■ What to do ■
Every entry must be output exactly as it was written.

■ Supplied entries ■
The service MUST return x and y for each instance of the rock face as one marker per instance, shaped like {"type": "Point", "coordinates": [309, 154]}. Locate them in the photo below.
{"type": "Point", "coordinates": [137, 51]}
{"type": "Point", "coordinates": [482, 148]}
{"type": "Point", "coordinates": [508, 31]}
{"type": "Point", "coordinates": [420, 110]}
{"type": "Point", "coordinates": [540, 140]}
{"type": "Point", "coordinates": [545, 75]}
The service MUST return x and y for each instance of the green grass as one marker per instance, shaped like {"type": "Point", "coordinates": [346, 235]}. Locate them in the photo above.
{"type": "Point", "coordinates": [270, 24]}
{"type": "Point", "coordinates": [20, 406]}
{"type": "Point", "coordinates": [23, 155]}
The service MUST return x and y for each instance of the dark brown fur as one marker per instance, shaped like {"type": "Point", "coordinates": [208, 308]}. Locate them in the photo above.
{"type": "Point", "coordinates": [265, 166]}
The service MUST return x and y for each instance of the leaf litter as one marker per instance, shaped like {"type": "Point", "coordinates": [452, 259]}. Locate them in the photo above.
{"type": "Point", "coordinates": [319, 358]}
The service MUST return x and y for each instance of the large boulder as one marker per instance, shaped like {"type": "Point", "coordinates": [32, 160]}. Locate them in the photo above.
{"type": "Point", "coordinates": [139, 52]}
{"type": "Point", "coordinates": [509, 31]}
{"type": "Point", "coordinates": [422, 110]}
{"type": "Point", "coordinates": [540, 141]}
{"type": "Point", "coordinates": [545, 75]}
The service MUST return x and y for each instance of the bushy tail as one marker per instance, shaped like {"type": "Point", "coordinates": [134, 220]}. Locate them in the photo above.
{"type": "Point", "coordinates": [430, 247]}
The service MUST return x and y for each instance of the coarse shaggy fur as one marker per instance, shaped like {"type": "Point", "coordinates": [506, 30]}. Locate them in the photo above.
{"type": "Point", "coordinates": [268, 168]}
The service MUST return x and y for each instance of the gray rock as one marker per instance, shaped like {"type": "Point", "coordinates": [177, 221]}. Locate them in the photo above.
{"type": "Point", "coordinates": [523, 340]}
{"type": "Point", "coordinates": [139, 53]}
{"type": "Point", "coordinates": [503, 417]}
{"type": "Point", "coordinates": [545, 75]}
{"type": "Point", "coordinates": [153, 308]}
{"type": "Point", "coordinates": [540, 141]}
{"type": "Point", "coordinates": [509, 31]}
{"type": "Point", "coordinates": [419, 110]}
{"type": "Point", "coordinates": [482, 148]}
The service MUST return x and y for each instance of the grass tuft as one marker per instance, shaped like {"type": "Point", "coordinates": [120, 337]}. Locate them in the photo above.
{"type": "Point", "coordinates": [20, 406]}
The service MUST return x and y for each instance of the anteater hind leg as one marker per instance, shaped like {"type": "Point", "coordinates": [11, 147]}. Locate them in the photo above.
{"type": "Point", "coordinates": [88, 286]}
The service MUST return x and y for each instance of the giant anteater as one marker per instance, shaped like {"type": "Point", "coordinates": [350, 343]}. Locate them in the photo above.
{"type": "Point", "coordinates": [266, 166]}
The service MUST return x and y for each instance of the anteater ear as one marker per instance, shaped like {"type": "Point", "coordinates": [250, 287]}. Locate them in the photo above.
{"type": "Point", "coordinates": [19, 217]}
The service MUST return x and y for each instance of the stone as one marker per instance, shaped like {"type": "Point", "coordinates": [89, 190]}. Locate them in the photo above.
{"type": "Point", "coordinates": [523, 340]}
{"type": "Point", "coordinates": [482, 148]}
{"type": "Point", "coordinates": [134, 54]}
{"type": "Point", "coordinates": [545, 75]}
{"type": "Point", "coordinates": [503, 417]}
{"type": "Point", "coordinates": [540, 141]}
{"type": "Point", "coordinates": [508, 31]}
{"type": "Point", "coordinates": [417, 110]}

■ Task answer ■
The service MUST return x and y for each instance of the rock face as one marker per instance, shaped like {"type": "Point", "coordinates": [309, 154]}. Locate them in the photo below.
{"type": "Point", "coordinates": [137, 51]}
{"type": "Point", "coordinates": [482, 148]}
{"type": "Point", "coordinates": [508, 31]}
{"type": "Point", "coordinates": [420, 110]}
{"type": "Point", "coordinates": [540, 140]}
{"type": "Point", "coordinates": [545, 75]}
The service MUST return x and y for each instance of the green grass as one marker per instance, shaped like {"type": "Point", "coordinates": [346, 235]}. Locate them in the photo above.
{"type": "Point", "coordinates": [270, 24]}
{"type": "Point", "coordinates": [20, 406]}
{"type": "Point", "coordinates": [23, 155]}
The service MUST return x and y for each instance of the dark brown fur as one marker per instance, shaped like {"type": "Point", "coordinates": [208, 308]}. Locate them in the photo above.
{"type": "Point", "coordinates": [265, 166]}
The service MUST return x and y for each instance of the leaf litter as one marker per instance, shaped like {"type": "Point", "coordinates": [452, 259]}. Locate them in the photo above.
{"type": "Point", "coordinates": [319, 358]}
The service MUST return x and y for each instance of the large boulder as one marker per instance, shaped like {"type": "Point", "coordinates": [32, 160]}. Locate them in the photo above.
{"type": "Point", "coordinates": [139, 52]}
{"type": "Point", "coordinates": [509, 31]}
{"type": "Point", "coordinates": [422, 110]}
{"type": "Point", "coordinates": [540, 141]}
{"type": "Point", "coordinates": [545, 75]}
The service MUST return x and y for each instance of the bushy tail as one marker per instance, shaped like {"type": "Point", "coordinates": [134, 220]}. Locate them in the photo above.
{"type": "Point", "coordinates": [430, 247]}
The service MUST return x and y for each instance of the coarse shaggy fur as one marker per instance, shaped like {"type": "Point", "coordinates": [506, 30]}. Locate them in the photo above.
{"type": "Point", "coordinates": [268, 168]}
The service MUST return x and y for each instance of the gray rock as one marker per instance, shaped like {"type": "Point", "coordinates": [177, 221]}. Locate them in the photo above.
{"type": "Point", "coordinates": [523, 340]}
{"type": "Point", "coordinates": [139, 53]}
{"type": "Point", "coordinates": [503, 417]}
{"type": "Point", "coordinates": [545, 75]}
{"type": "Point", "coordinates": [153, 308]}
{"type": "Point", "coordinates": [540, 141]}
{"type": "Point", "coordinates": [509, 31]}
{"type": "Point", "coordinates": [419, 110]}
{"type": "Point", "coordinates": [482, 148]}
The service MUST return x and y for each instance of the grass tuft as one marker per instance, shaped like {"type": "Point", "coordinates": [120, 337]}. Locate them in the photo above.
{"type": "Point", "coordinates": [20, 406]}
The service MUST return x and y for each instance of the anteater hind leg as one marker per instance, shaped like {"type": "Point", "coordinates": [11, 147]}. Locate them in the photo above.
{"type": "Point", "coordinates": [88, 286]}
The service MUST return x and y for each instance of the giant anteater as one marker per instance, shaped like {"type": "Point", "coordinates": [350, 343]}. Locate them in the photo above.
{"type": "Point", "coordinates": [266, 166]}
The service MUST return x and y for each instance of the anteater ear as one marker per instance, shaped like {"type": "Point", "coordinates": [250, 287]}. Locate them in the photo above.
{"type": "Point", "coordinates": [19, 217]}
The service MUST return x and y for each instance of the stone as one marker per instance, shaped like {"type": "Point", "coordinates": [89, 190]}. Locate them in the photo above.
{"type": "Point", "coordinates": [523, 340]}
{"type": "Point", "coordinates": [482, 148]}
{"type": "Point", "coordinates": [134, 54]}
{"type": "Point", "coordinates": [545, 75]}
{"type": "Point", "coordinates": [503, 417]}
{"type": "Point", "coordinates": [540, 141]}
{"type": "Point", "coordinates": [508, 31]}
{"type": "Point", "coordinates": [417, 110]}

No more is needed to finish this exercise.